Problem description
Find every line in the entries below that contains the string "roof", and copy each of those lines.

Input data
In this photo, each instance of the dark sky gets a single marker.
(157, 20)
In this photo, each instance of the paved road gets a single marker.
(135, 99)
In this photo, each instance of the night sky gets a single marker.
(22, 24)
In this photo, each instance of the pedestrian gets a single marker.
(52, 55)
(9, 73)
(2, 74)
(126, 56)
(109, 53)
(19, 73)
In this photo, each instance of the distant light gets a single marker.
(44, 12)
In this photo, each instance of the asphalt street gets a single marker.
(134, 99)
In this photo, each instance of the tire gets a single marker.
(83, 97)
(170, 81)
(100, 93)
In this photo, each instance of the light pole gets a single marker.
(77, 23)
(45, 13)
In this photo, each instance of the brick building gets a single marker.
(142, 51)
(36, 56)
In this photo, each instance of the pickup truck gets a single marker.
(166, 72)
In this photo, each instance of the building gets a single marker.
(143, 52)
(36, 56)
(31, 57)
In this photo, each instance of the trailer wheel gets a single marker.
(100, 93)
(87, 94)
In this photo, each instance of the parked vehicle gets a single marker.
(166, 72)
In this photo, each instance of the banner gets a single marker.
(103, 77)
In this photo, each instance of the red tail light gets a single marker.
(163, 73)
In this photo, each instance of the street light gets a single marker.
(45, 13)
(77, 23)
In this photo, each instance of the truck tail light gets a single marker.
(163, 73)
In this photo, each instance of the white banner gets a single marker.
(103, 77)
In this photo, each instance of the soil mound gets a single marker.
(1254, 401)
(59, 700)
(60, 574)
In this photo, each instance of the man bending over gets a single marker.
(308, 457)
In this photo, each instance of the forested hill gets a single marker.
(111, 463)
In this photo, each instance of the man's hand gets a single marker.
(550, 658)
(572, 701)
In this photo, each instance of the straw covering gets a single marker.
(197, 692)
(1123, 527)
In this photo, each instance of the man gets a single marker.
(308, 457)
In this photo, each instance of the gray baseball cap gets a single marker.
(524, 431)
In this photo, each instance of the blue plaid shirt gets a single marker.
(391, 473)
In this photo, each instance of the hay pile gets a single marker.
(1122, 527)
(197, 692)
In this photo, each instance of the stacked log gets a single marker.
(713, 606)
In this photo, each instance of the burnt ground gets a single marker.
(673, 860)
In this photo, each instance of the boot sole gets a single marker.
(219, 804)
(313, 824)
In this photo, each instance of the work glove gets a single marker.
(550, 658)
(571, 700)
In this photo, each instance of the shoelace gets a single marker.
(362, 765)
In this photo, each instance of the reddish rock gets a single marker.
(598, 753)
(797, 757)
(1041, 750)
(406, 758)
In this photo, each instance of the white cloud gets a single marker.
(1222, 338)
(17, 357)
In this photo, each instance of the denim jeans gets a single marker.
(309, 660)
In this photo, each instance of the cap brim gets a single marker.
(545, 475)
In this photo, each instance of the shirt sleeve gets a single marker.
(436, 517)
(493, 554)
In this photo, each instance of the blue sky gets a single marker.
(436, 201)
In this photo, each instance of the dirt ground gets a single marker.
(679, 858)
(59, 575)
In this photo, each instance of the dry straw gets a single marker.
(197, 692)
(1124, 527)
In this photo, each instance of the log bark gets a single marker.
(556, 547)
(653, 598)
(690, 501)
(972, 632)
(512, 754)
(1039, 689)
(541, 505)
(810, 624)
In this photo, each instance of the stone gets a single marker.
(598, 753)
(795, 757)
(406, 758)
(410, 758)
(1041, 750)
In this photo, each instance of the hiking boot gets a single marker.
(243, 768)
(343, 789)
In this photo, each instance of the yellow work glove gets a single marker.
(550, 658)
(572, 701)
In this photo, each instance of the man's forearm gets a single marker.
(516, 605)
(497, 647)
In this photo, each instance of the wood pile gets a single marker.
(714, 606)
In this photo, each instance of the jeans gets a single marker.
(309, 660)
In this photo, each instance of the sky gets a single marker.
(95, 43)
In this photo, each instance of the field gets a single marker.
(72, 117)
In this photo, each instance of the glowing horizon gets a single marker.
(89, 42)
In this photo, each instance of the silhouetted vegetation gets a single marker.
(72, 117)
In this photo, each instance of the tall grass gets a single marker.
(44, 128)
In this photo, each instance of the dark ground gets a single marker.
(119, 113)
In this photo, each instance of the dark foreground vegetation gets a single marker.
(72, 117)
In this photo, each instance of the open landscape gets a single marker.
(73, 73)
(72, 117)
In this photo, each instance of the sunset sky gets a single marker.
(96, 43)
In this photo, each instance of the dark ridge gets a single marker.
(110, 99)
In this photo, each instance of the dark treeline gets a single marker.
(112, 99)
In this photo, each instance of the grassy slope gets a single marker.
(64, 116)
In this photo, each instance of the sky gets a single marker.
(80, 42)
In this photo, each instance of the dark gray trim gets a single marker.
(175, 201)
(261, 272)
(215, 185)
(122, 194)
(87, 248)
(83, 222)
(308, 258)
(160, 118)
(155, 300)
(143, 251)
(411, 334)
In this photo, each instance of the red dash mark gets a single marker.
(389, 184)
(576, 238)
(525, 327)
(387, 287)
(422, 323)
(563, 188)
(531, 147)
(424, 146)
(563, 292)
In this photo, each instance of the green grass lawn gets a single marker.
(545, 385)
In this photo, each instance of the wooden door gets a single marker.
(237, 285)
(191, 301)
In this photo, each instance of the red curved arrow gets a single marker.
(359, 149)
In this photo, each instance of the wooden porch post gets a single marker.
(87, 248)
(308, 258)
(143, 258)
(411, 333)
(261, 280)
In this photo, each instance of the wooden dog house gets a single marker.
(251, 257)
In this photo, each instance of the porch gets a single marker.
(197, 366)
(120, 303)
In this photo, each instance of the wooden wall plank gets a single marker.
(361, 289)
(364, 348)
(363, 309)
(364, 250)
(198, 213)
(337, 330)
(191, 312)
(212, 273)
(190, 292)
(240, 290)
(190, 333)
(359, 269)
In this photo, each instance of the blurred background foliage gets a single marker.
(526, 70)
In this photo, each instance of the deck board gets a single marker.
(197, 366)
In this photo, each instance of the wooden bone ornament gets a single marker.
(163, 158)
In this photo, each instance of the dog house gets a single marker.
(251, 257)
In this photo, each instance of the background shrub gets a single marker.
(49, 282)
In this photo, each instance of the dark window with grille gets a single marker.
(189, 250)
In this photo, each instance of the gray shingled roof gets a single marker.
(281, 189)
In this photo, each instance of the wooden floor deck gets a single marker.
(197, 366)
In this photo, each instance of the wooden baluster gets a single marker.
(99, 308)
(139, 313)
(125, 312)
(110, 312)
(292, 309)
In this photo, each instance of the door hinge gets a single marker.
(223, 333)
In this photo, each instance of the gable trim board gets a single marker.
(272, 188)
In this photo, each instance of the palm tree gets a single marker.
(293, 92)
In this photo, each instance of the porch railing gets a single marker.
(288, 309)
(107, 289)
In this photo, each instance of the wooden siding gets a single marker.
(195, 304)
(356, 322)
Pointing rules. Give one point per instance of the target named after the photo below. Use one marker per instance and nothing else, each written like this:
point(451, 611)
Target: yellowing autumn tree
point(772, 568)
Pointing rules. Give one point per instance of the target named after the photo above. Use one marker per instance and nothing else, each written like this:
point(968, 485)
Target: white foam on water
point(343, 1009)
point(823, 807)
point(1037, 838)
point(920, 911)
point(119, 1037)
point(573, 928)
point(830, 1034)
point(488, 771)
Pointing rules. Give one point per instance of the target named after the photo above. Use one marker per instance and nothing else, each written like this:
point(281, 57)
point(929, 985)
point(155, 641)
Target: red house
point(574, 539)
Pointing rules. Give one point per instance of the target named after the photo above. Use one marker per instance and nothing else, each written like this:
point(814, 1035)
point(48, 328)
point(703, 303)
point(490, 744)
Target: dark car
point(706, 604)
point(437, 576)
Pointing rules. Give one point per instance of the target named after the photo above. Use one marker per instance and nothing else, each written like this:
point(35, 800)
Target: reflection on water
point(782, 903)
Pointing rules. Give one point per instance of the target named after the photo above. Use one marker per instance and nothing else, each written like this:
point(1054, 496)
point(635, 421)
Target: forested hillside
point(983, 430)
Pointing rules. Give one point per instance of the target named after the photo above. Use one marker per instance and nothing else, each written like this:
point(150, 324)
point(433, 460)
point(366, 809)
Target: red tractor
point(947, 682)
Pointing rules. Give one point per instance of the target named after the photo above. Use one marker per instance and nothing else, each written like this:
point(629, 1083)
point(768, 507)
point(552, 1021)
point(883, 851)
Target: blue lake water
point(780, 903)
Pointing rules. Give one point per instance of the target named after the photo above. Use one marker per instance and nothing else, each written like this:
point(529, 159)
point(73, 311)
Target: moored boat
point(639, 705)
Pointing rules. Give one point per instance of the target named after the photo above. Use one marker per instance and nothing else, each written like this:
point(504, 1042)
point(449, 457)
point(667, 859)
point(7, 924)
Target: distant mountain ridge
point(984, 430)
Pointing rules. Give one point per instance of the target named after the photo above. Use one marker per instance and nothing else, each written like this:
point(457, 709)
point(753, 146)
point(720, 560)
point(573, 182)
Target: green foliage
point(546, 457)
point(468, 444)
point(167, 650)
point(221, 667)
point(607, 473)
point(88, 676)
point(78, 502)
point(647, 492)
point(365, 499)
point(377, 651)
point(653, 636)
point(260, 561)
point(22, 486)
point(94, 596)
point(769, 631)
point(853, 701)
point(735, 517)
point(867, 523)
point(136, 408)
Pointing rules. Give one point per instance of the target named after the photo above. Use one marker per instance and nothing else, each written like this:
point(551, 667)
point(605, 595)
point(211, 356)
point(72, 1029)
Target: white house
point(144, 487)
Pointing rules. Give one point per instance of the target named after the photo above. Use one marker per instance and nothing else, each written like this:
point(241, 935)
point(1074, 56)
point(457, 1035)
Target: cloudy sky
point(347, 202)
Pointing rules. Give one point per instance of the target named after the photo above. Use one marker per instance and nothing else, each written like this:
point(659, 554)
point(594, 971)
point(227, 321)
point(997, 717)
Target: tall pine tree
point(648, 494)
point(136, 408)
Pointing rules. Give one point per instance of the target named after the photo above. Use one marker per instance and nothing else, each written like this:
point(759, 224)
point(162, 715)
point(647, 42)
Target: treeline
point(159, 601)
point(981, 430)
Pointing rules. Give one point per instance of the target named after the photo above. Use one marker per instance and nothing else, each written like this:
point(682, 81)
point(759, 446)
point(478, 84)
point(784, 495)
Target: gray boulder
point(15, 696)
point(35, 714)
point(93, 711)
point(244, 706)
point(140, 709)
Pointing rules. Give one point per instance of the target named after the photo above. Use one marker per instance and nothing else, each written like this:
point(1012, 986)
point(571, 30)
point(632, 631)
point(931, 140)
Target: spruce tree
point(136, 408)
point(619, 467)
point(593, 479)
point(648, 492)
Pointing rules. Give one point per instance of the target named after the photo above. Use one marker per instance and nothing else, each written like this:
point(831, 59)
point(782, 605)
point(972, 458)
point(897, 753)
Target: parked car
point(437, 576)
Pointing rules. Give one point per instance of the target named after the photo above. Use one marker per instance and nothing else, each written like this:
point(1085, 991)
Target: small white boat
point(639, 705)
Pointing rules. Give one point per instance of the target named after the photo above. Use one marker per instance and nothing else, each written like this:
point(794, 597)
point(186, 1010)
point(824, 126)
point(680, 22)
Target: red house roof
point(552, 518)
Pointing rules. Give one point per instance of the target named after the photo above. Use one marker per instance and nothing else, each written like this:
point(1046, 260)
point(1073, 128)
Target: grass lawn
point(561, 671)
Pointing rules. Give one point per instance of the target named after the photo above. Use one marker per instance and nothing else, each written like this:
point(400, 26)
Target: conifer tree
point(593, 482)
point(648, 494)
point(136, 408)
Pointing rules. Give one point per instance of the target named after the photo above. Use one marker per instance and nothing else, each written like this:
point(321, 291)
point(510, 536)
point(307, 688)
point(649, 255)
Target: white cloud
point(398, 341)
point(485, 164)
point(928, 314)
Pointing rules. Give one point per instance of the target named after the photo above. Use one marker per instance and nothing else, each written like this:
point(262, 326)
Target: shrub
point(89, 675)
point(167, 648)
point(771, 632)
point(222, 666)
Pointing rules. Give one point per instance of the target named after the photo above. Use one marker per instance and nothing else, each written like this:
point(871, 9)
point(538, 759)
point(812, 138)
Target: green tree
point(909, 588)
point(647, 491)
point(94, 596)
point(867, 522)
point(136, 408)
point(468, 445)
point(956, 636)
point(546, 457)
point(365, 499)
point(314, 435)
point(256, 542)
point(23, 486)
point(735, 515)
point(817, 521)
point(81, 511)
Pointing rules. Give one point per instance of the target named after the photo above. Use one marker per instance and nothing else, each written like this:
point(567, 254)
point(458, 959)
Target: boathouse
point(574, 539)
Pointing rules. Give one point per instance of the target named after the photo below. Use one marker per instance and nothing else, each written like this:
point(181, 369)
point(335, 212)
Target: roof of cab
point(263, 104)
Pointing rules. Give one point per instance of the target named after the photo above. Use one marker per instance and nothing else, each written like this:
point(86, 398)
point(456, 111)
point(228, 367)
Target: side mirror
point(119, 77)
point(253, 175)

Finished task
In this photo, each instance of the gray shingled roof gets a single marker.
Target: red house roof
Target: roof of cab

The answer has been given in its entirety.